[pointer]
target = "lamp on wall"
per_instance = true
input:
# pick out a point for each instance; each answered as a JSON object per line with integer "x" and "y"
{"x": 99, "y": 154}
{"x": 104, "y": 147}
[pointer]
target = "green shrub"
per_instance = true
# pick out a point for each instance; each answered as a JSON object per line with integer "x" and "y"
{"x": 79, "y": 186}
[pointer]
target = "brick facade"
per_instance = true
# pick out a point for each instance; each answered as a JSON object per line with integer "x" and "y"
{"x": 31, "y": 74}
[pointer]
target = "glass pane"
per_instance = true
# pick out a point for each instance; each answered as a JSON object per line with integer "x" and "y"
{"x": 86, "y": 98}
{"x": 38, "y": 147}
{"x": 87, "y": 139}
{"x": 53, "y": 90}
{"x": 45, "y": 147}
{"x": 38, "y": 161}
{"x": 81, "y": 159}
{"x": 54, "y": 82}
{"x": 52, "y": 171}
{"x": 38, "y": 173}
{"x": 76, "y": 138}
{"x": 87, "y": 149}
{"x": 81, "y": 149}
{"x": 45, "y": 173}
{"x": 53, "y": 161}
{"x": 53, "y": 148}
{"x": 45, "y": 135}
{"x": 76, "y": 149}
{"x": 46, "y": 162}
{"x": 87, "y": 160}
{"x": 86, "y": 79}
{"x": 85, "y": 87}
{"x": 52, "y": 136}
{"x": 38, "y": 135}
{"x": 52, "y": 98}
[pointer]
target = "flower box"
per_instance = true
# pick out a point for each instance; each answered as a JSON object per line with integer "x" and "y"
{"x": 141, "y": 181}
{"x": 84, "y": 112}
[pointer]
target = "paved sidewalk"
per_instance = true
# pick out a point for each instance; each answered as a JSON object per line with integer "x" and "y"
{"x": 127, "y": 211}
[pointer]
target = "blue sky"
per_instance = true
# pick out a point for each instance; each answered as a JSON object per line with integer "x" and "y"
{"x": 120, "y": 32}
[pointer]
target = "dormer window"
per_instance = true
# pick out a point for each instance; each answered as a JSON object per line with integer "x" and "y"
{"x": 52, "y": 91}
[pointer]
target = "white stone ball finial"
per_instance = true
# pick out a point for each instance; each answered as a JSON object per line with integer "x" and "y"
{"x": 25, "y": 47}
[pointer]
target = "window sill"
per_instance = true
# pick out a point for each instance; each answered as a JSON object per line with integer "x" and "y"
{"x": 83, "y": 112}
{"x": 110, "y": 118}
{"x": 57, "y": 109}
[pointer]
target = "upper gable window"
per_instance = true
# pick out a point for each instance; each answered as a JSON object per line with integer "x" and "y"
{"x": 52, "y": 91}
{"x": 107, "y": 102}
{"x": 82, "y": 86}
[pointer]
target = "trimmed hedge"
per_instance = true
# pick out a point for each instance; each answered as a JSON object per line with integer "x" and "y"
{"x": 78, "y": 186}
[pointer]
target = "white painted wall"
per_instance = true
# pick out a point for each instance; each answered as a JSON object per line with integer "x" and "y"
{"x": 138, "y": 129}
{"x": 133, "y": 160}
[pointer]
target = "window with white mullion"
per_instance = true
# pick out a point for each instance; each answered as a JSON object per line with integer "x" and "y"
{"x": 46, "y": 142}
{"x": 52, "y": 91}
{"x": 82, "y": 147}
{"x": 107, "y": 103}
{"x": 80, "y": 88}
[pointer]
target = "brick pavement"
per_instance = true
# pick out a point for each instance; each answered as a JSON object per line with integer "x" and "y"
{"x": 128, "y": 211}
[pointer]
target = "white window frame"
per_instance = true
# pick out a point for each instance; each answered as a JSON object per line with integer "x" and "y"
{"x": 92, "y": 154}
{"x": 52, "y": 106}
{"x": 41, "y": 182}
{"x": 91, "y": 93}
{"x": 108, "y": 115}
***
All of the entries above are to be written out again exactly.

[pointer]
target = "lamp on wall"
per_instance = true
input:
# pick out a point for each instance; each answered as a JSON object per line with integer "x" and "y"
{"x": 99, "y": 154}
{"x": 104, "y": 147}
[pointer]
target = "green shrub"
per_instance = true
# pick out a point for each instance; each answered as a JSON object per line with integer "x" and "y"
{"x": 79, "y": 186}
[pointer]
target = "brick facade"
per_instance = true
# pick out a point for each instance; each answered as a JSON object per line with integer "x" and "y"
{"x": 31, "y": 74}
[pointer]
target = "glass pane"
per_instance = true
# pick out a point for each instance; each answered as a JSON object per line with integer "x" and "y"
{"x": 86, "y": 98}
{"x": 38, "y": 147}
{"x": 87, "y": 139}
{"x": 53, "y": 90}
{"x": 45, "y": 147}
{"x": 38, "y": 161}
{"x": 81, "y": 159}
{"x": 54, "y": 82}
{"x": 52, "y": 171}
{"x": 38, "y": 173}
{"x": 76, "y": 138}
{"x": 87, "y": 149}
{"x": 81, "y": 149}
{"x": 45, "y": 173}
{"x": 53, "y": 161}
{"x": 53, "y": 148}
{"x": 45, "y": 135}
{"x": 76, "y": 149}
{"x": 46, "y": 162}
{"x": 87, "y": 160}
{"x": 86, "y": 79}
{"x": 85, "y": 87}
{"x": 52, "y": 136}
{"x": 38, "y": 135}
{"x": 52, "y": 98}
[pointer]
target = "flower box"
per_instance = true
# pick out a point for each instance; each answered as a JSON object per line with integer "x" and "y"
{"x": 141, "y": 181}
{"x": 84, "y": 112}
[pointer]
target = "paved sidewalk"
per_instance = true
# pick out a point for each instance; each answered as a JSON object per line with integer "x" and "y"
{"x": 127, "y": 211}
[pointer]
target = "blue sky"
per_instance = true
# pick out a point for each instance; each answered as a JSON object per line with integer "x" and "y"
{"x": 120, "y": 32}
[pointer]
target = "dormer window"
per_instance = true
# pick out a point for each instance; each answered as a JSON object per line with integer "x" and "y"
{"x": 52, "y": 91}
[pointer]
target = "white stone ball finial"
per_instance = true
# pick out a point for each instance; each answered as a JSON object per line with integer "x" and "y"
{"x": 25, "y": 47}
[pointer]
target = "window sill"
per_instance = true
# pick out a point for each instance; each answered as a JSON object per line with integer "x" and "y"
{"x": 83, "y": 112}
{"x": 110, "y": 118}
{"x": 57, "y": 109}
[pointer]
target = "upper gable window"
per_instance = true
# pick out a point for each instance; each answered as a JSON object per line with integer "x" and "y"
{"x": 52, "y": 91}
{"x": 107, "y": 102}
{"x": 82, "y": 86}
[pointer]
target = "trimmed hedge"
per_instance = true
# pick out a point for each instance; each answered as a JSON object per line with integer "x" and "y"
{"x": 78, "y": 186}
[pointer]
target = "white painted wall"
per_instance = true
# pick out a point for each instance; each answered as a JSON object per line with integer "x" and "y"
{"x": 138, "y": 129}
{"x": 133, "y": 160}
[pointer]
target = "window with white mullion"
per_instance = true
# pick out a point for each instance; each answered as a JSON object per line with integer "x" and "y"
{"x": 46, "y": 142}
{"x": 52, "y": 91}
{"x": 82, "y": 147}
{"x": 107, "y": 103}
{"x": 80, "y": 88}
[pointer]
target = "brick pavement"
per_instance = true
# pick out a point for each instance; each answered as a JSON object per line with integer "x" and "y"
{"x": 128, "y": 211}
[pointer]
target = "white window frame"
per_instance = true
# pick out a point for each instance; each answered as a JSON object per line with integer "x" and "y"
{"x": 92, "y": 154}
{"x": 52, "y": 106}
{"x": 41, "y": 182}
{"x": 91, "y": 93}
{"x": 108, "y": 115}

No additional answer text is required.